Exercise task:
Pictures in the data below are not part of the copy; transcribe everything else exactly.

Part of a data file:
— start —
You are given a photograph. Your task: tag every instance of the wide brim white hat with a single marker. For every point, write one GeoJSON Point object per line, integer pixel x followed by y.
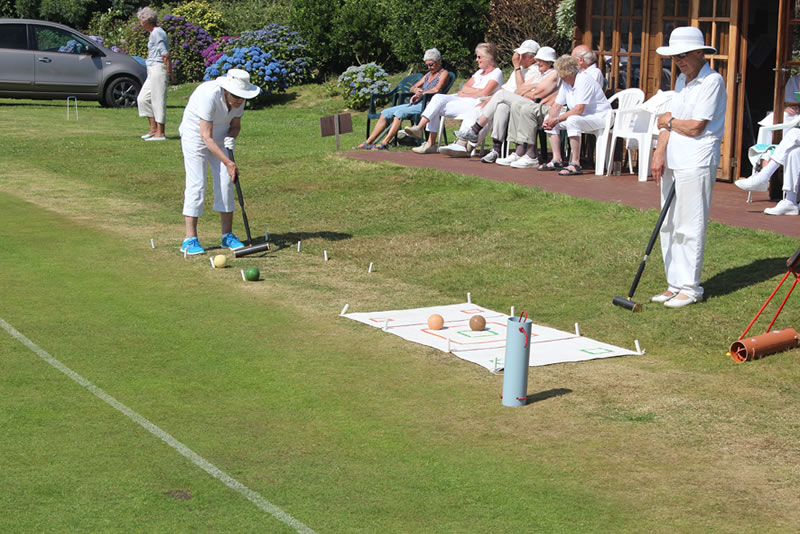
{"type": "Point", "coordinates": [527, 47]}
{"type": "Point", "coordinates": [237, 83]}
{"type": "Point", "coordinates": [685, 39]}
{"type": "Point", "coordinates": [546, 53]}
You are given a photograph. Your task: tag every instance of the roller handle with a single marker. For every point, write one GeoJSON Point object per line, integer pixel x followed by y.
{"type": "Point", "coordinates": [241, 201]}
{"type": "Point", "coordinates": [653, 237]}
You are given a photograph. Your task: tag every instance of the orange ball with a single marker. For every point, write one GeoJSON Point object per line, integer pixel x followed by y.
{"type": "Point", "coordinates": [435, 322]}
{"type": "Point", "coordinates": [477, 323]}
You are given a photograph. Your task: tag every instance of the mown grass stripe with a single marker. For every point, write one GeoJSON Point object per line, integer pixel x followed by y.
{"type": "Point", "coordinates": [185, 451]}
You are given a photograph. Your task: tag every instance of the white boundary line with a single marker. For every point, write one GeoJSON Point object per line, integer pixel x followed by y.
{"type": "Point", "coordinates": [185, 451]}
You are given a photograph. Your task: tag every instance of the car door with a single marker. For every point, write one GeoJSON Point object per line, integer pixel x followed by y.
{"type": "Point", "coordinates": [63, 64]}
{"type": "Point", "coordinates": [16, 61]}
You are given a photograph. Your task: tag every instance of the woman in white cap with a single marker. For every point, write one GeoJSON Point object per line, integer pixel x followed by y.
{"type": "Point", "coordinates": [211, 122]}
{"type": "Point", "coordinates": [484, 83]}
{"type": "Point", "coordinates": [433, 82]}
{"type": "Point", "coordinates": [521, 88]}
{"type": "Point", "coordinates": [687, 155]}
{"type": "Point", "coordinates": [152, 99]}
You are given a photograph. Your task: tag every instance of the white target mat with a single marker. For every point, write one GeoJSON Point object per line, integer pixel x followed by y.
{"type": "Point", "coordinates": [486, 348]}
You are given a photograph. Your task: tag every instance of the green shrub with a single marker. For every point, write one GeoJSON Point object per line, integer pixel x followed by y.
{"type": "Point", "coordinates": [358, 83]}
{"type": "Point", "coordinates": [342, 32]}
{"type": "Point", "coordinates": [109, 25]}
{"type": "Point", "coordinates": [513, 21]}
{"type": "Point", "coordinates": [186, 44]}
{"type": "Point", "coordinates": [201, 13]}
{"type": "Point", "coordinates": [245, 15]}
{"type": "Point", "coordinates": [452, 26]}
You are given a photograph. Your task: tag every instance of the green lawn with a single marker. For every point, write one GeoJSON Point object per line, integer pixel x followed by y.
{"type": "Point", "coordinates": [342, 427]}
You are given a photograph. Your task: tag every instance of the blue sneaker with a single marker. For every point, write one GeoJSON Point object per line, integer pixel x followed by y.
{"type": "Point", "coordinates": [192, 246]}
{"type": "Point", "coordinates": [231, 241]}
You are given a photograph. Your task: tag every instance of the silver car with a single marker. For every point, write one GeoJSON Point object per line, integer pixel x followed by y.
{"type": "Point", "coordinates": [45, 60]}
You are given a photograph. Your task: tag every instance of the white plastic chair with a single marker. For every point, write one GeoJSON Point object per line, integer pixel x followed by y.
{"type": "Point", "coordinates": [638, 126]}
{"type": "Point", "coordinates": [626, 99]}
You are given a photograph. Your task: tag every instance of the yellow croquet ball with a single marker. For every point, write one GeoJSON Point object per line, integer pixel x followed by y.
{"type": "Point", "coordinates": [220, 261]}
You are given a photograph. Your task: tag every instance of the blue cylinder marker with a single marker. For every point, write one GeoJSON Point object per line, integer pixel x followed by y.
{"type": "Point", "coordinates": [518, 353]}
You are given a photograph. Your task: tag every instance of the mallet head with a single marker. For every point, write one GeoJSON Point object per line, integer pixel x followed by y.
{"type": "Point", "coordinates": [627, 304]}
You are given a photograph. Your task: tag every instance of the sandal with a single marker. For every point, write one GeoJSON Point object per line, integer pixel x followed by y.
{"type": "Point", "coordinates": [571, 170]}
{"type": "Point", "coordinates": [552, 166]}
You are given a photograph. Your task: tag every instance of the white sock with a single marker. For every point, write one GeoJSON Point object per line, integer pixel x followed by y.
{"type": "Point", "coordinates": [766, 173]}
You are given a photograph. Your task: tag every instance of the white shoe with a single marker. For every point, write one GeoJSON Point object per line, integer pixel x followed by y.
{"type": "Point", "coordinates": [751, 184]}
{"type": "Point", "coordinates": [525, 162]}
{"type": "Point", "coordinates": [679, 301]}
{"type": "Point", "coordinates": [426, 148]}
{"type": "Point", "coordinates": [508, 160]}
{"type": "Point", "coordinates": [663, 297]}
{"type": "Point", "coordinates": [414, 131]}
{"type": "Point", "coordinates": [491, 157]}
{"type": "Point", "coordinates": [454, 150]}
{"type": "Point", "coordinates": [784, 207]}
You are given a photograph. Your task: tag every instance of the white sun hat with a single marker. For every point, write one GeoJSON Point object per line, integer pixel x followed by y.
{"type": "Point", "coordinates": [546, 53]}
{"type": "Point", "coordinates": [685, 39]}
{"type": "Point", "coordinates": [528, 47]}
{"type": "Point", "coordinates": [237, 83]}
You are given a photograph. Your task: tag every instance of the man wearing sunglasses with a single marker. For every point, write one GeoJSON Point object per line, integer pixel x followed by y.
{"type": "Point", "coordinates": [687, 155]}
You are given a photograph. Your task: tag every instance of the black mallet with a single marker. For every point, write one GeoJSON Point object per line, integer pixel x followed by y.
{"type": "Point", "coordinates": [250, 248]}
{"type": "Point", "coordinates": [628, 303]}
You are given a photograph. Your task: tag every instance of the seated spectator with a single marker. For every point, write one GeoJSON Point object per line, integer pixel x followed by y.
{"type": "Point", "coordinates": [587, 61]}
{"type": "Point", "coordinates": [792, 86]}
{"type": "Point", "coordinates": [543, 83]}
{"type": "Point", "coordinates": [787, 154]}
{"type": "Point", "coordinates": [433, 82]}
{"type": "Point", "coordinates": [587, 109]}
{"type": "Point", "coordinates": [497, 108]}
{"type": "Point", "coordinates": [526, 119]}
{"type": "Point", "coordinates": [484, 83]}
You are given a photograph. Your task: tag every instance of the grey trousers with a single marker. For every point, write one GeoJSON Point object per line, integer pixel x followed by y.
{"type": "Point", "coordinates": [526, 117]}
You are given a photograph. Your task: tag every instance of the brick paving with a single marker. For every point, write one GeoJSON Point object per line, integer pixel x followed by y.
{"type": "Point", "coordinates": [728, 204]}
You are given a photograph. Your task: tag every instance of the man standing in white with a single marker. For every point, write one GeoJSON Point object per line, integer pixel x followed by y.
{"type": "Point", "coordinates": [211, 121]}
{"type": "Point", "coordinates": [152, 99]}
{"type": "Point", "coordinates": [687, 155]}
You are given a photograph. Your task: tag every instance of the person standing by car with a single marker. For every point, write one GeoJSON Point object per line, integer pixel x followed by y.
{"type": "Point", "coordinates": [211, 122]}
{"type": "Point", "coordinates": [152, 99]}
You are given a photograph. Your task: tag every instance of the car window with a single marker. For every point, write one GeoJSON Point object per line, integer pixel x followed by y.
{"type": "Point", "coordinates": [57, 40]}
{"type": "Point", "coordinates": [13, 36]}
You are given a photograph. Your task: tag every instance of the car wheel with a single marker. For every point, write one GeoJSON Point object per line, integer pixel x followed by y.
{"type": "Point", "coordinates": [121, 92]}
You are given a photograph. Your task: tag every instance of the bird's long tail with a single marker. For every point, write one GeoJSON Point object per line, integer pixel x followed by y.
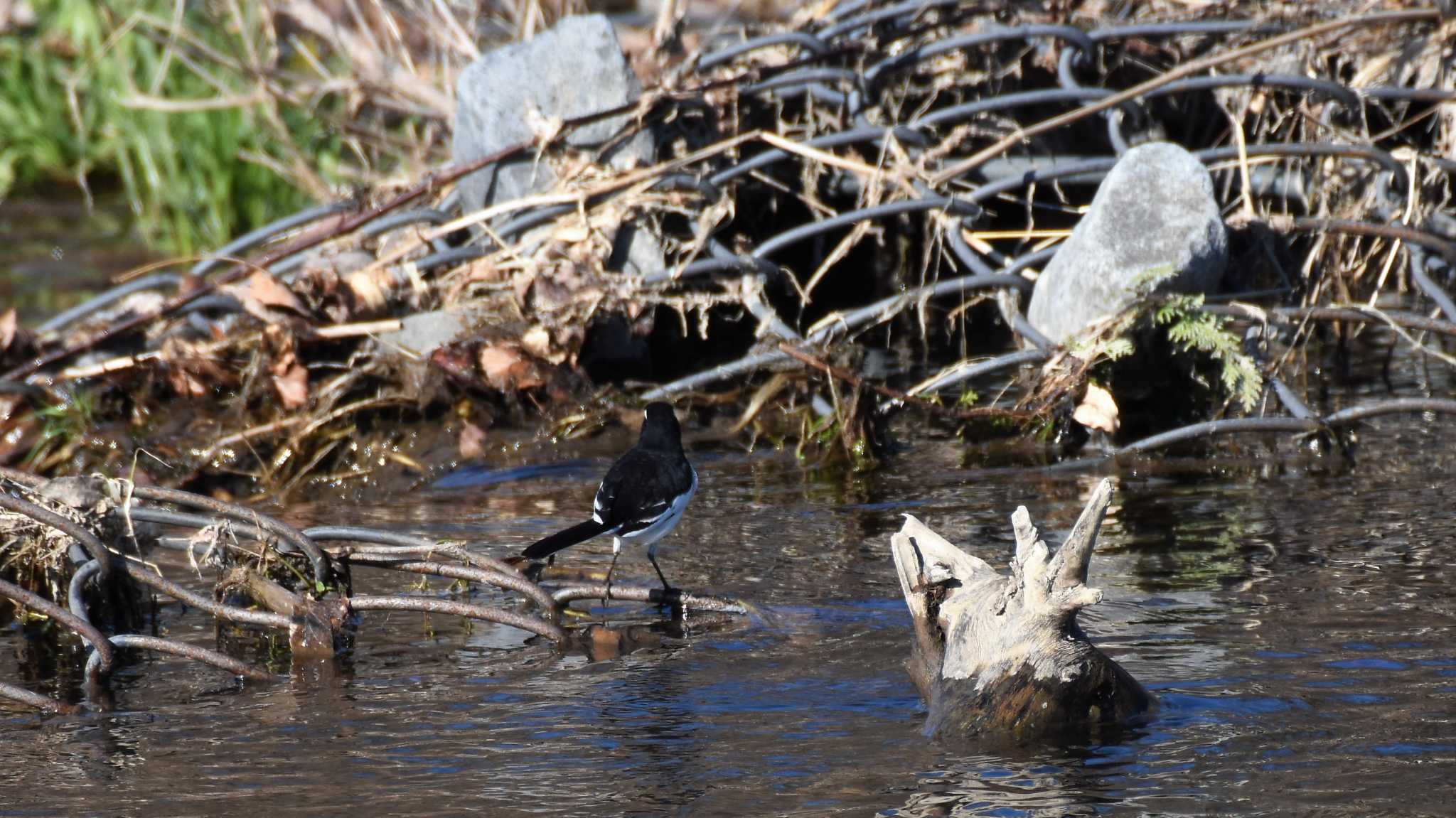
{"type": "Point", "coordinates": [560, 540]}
— end —
Response to the exercise:
You are given a photograph. Your task: tag every instance of the wide brim white hat with a single marker. For every point, write one GeoJSON Point object per line, integer pixel x followed by y.
{"type": "Point", "coordinates": [527, 47]}
{"type": "Point", "coordinates": [237, 83]}
{"type": "Point", "coordinates": [685, 39]}
{"type": "Point", "coordinates": [546, 53]}
You are given a photograph. Your task: tag every instance of the roller handle with a single marker. For every point, write one GeoJSON Point object per line, integer pixel x followed by y.
{"type": "Point", "coordinates": [241, 201]}
{"type": "Point", "coordinates": [653, 237]}
You are given a photograph. Your task: tag every instance of the orange ball with a single marker. For every point, write one GeoJSON Point object per line, integer pixel x followed by y.
{"type": "Point", "coordinates": [435, 322]}
{"type": "Point", "coordinates": [477, 323]}
You are given a photograph. Your task: tag every instance of the mown grass stripe with a single marker. For every point, write one GeoJSON Point object per line, integer pixel x followed by y.
{"type": "Point", "coordinates": [185, 451]}
You are given a photograph. Your task: tag every instance of the white boundary line with a single marker. For every point, write one GeoJSON Point object per line, integer pixel x followed by y.
{"type": "Point", "coordinates": [185, 451]}
You are given a photograph. Your task: tag every instance of the car door with a single marker. For every point, write one GeoJSON Point object per line, integer pixel x followed by y.
{"type": "Point", "coordinates": [63, 64]}
{"type": "Point", "coordinates": [16, 61]}
You are given a photograph. Your task: tag every instance of the woman in white cap with a single marker. For every point, write one GeoJSON Point object per line, integer pixel x followed by y.
{"type": "Point", "coordinates": [211, 122]}
{"type": "Point", "coordinates": [484, 83]}
{"type": "Point", "coordinates": [433, 82]}
{"type": "Point", "coordinates": [521, 88]}
{"type": "Point", "coordinates": [687, 155]}
{"type": "Point", "coordinates": [152, 99]}
You are given a photograph. Your task: tag every instance of the white target mat with a single marker. For every point, write one GeoJSON Point object per line, integer pixel x followed by y.
{"type": "Point", "coordinates": [486, 348]}
You are given a photograph. Your task: tag every instance of the green shrub with a single marker. For every point, write one GeoJSON Point object per line, integer pixel x followed by y.
{"type": "Point", "coordinates": [358, 83]}
{"type": "Point", "coordinates": [342, 32]}
{"type": "Point", "coordinates": [109, 25]}
{"type": "Point", "coordinates": [513, 21]}
{"type": "Point", "coordinates": [186, 44]}
{"type": "Point", "coordinates": [201, 13]}
{"type": "Point", "coordinates": [245, 15]}
{"type": "Point", "coordinates": [452, 26]}
You are given a photograph. Your task: tag every instance of the green lawn with a single marker. For every point, write one GeoJSON Point object per line, integer pixel x followed by y.
{"type": "Point", "coordinates": [342, 427]}
You are given a photograph. Your task: tag every instance of the blue sneaker with a single marker. For every point, write one GeoJSON Point object per line, integer pixel x followed by y.
{"type": "Point", "coordinates": [192, 246]}
{"type": "Point", "coordinates": [231, 241]}
You are given a photograph. Your task: tag every instance of the silver car with a single marker. For every point, write one GeoJSON Point object per line, integer pixel x followed by y.
{"type": "Point", "coordinates": [45, 60]}
You are given a photograph. Your task: tag every instance of the white plastic chair with a single marker. For every point, write one GeoJSON Point object per line, integer pixel x followed by y.
{"type": "Point", "coordinates": [638, 126]}
{"type": "Point", "coordinates": [626, 99]}
You are given a photograph. Your task: tag every instance of the yellow croquet ball with a single marker. For every point, write one GeoJSON Point object per line, integer pixel x followed by y.
{"type": "Point", "coordinates": [220, 261]}
You are given a photograph. Your task: tag every instance of the blue cylinder marker with a single marker. For every point, write one GeoJSON Point object per line, integer pixel x followed by y.
{"type": "Point", "coordinates": [518, 353]}
You are given a photograph. Your task: tag every instance of the mallet head with a single marker. For every point, write one GeoJSON Point object per line, integer pixel x followed by y.
{"type": "Point", "coordinates": [627, 304]}
You are given a photograph. Your task: tag every instance of the sandal with a single marker. For every point, write one GeoJSON Point object per line, integer pixel x followed by y.
{"type": "Point", "coordinates": [571, 170]}
{"type": "Point", "coordinates": [552, 166]}
You are given a photograph. Your task: tag every instance of the white sock with a single marker. For every point, write one GeoJSON Point object per line, integer pixel x followed by y.
{"type": "Point", "coordinates": [766, 173]}
You are given a photograph. Your task: tag every instance of the white shoe with a single marker. For every point, write one GeoJSON Point object per line, integer pixel x followed by y.
{"type": "Point", "coordinates": [751, 184]}
{"type": "Point", "coordinates": [525, 162]}
{"type": "Point", "coordinates": [679, 301]}
{"type": "Point", "coordinates": [426, 148]}
{"type": "Point", "coordinates": [508, 160]}
{"type": "Point", "coordinates": [663, 297]}
{"type": "Point", "coordinates": [414, 131]}
{"type": "Point", "coordinates": [491, 157]}
{"type": "Point", "coordinates": [454, 150]}
{"type": "Point", "coordinates": [784, 207]}
You are given a photograph. Your task: tag every instance of the white sun hat with a single marker. For every point, write one GeoJSON Point object per line, integer pixel x followed by y.
{"type": "Point", "coordinates": [546, 53]}
{"type": "Point", "coordinates": [685, 39]}
{"type": "Point", "coordinates": [528, 47]}
{"type": "Point", "coordinates": [237, 83]}
You are given a photograph. Your task: tag every instance of the man wearing sunglasses with a single marker. For every point, write one GeoJSON Point object per line, integer pixel x followed by y.
{"type": "Point", "coordinates": [687, 155]}
You are given a photograph. Your task: tag every instance of the black mallet with a single marker. For every point, write one GeoJSON Point object per line, integer pixel x followed by y.
{"type": "Point", "coordinates": [250, 248]}
{"type": "Point", "coordinates": [628, 303]}
You are given a photograph. Your task: tag every instance of the seated spectator with a single marker. For every point, write one GeoJSON Point object per line, integer pixel x followed by y.
{"type": "Point", "coordinates": [587, 61]}
{"type": "Point", "coordinates": [792, 86]}
{"type": "Point", "coordinates": [543, 83]}
{"type": "Point", "coordinates": [787, 154]}
{"type": "Point", "coordinates": [433, 82]}
{"type": "Point", "coordinates": [587, 109]}
{"type": "Point", "coordinates": [497, 108]}
{"type": "Point", "coordinates": [526, 119]}
{"type": "Point", "coordinates": [484, 83]}
You are given a photograph. Your task: tag every instance of the grey trousers with a single marker. For every point, write one GeoJSON Point object per line, integer pixel x followed by y.
{"type": "Point", "coordinates": [526, 117]}
You are given a photograph. Your task: tag every instance of the brick paving with a single marker. For every point, write one GeoJSON Point object per line, integer pixel x followed by y.
{"type": "Point", "coordinates": [728, 204]}
You are given a photograph. Your task: tag every instance of the man standing in white with a single marker. For every point, write one GeoJSON Point object per line, integer pixel x followed by y.
{"type": "Point", "coordinates": [211, 121]}
{"type": "Point", "coordinates": [152, 99]}
{"type": "Point", "coordinates": [687, 155]}
You are given a photograph. Your task: tag every instance of the person standing by car with a single marker. For every point, write one GeoJSON Point object per line, integer pixel x followed by y.
{"type": "Point", "coordinates": [211, 122]}
{"type": "Point", "coordinates": [152, 99]}
You are given a photograph. Your task: tag every instance of the car window with a single marker. For every point, write one GeoJSON Point object per line, integer pixel x followed by y.
{"type": "Point", "coordinates": [57, 40]}
{"type": "Point", "coordinates": [13, 36]}
You are given a photograph. Your task: tag every instance of the car wheel with a single marker. For every point, write one GeoJSON Point object per line, integer pixel x followed by y.
{"type": "Point", "coordinates": [121, 92]}
You are given a photograph. Your task: tag every instance of the bird's long tail with a single marker. For every point, write one GeoJSON Point object per line, integer pixel x followed by y.
{"type": "Point", "coordinates": [560, 540]}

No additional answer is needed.